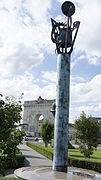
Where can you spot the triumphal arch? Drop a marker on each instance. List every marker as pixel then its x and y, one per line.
pixel 35 113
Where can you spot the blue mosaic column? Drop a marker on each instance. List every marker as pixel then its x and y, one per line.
pixel 60 159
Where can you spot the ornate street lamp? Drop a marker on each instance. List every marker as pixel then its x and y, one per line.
pixel 62 36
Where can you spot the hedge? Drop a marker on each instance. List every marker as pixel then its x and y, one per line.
pixel 19 162
pixel 85 164
pixel 41 149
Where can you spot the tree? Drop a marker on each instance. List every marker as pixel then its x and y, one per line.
pixel 87 130
pixel 47 132
pixel 10 136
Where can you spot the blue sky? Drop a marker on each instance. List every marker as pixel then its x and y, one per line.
pixel 28 62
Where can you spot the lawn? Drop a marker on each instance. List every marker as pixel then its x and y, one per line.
pixel 75 153
pixel 9 178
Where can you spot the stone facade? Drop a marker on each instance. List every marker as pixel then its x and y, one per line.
pixel 35 113
pixel 31 117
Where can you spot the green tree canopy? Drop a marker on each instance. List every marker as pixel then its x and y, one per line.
pixel 10 136
pixel 86 133
pixel 47 132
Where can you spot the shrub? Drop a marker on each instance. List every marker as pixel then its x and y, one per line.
pixel 95 166
pixel 47 152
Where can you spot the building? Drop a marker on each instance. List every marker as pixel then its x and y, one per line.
pixel 36 112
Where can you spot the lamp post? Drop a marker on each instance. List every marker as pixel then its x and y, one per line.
pixel 62 36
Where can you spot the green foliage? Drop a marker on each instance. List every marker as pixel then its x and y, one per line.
pixel 47 152
pixel 95 166
pixel 47 132
pixel 87 130
pixel 10 136
pixel 70 146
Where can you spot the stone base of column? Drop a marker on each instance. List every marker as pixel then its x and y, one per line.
pixel 60 168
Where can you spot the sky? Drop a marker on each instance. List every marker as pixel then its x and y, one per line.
pixel 28 63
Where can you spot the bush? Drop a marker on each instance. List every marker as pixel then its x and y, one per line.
pixel 47 152
pixel 18 163
pixel 95 166
pixel 70 146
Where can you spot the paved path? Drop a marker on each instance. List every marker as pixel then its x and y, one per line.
pixel 33 158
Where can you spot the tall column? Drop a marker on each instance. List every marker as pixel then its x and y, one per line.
pixel 60 158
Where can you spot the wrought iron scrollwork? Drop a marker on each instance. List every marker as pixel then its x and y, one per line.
pixel 61 35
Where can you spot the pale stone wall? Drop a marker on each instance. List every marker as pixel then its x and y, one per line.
pixel 32 112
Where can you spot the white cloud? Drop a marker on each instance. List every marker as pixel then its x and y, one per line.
pixel 24 33
pixel 87 91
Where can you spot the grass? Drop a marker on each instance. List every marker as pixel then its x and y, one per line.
pixel 75 153
pixel 9 178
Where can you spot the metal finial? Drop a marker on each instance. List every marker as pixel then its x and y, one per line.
pixel 68 8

========

EXERCISE AIM:
Rewrite every line of the items above as a JSON list of strings, one string per line, with blank lines left out. Leave the picture out of the list.

RESPONSE:
[
  "Where can you spot the triumphal arch? Drop a marker on each instance. List every marker as pixel then its x and y, one per line.",
  "pixel 35 113",
  "Where can you spot the blue mosaic column? Drop a marker on each instance. List every marker as pixel then its x and y, one per line.",
  "pixel 60 159",
  "Where can you spot the ornate street lamp? Drop a marker on each instance. List every marker as pixel then its x and y, one per line.",
  "pixel 62 36",
  "Where can you spot the hedge? Drop a marker on each instance. List every marker as pixel then its x and y, one per line.",
  "pixel 19 162",
  "pixel 85 164",
  "pixel 41 149",
  "Where can you spot the tree? Drop a marker on each instance. List every marker as pixel then its x and y, one per line.",
  "pixel 87 130",
  "pixel 47 132",
  "pixel 10 136",
  "Where can you spot the blue sky? Drop a marker on each instance. List every marker as pixel then its x and y, one per line.",
  "pixel 28 62",
  "Where can you spot the lawn? Drop a marker on each instance. List every marker as pixel then its x and y, one per line.",
  "pixel 75 153",
  "pixel 9 178",
  "Where can you spot the stone facade? Drop a marker on each instance. List every marker as pixel then its x and y, one per line.",
  "pixel 35 113",
  "pixel 31 117",
  "Where can you spot the green tree canopy? Drop a marker on each instance. List every marker as pixel then its x and y, one per line.",
  "pixel 10 136",
  "pixel 86 133",
  "pixel 47 132",
  "Where can you spot the shrub? Drop a marker on each instance. List every marker as pixel then its x and y, one per line.",
  "pixel 95 166",
  "pixel 47 152",
  "Where can you spot the building? Drop a marker on each instance. List every marker as pixel then its x and y, one per line.",
  "pixel 36 112",
  "Where can you spot the lamp post? Drop a marker on each instance. List every marker as pixel then its x and y, one per line.",
  "pixel 62 36",
  "Where can you spot the green foliage? Drop a marker on each instance. List every marker as pixel then its x and y, one per line.",
  "pixel 47 152",
  "pixel 95 166",
  "pixel 47 132",
  "pixel 87 130",
  "pixel 10 136",
  "pixel 70 146",
  "Where can you spot the stone base of column? Drop a marker on each instance. List every marker as pixel then its x and y, one per line.",
  "pixel 60 168",
  "Where can you spot the sky? Drop a marker on each instance. List every marker as pixel then its x and y, one per line.",
  "pixel 28 63",
  "Where can you spot the bush? Drop a marker on each instance. List every marker as pixel then its x and y, one per line.",
  "pixel 47 152",
  "pixel 18 163",
  "pixel 95 166",
  "pixel 70 146",
  "Where can you spot the paved path? Drop a marker on each instance. List every marker as pixel then its x and y, one per line.",
  "pixel 33 158",
  "Where can you spot the tall column? Drop a marker on each instance. List every marker as pixel then its x and y, one per line.",
  "pixel 60 158",
  "Where can you spot the wrought iron scrollwork? Drop a marker on each instance. List every marker as pixel then its x and y, one per line.",
  "pixel 61 35",
  "Where can you spot the pale stone wall? Drop a marker on each instance. List every marker as pixel then its x and y, one per line.",
  "pixel 32 112",
  "Where can you spot the white cloud? Drop a marker on each instance. List every marker as pixel then its x and y, one per line.",
  "pixel 24 33",
  "pixel 87 91",
  "Where can you spot the grass? Drop a marker on each instance. List every marker as pixel then its x and y, one per line.",
  "pixel 75 153",
  "pixel 9 178",
  "Where can you spot the metal finial? Drop a marker on each instance. List every marker as pixel then its x and y, one per line.",
  "pixel 68 8"
]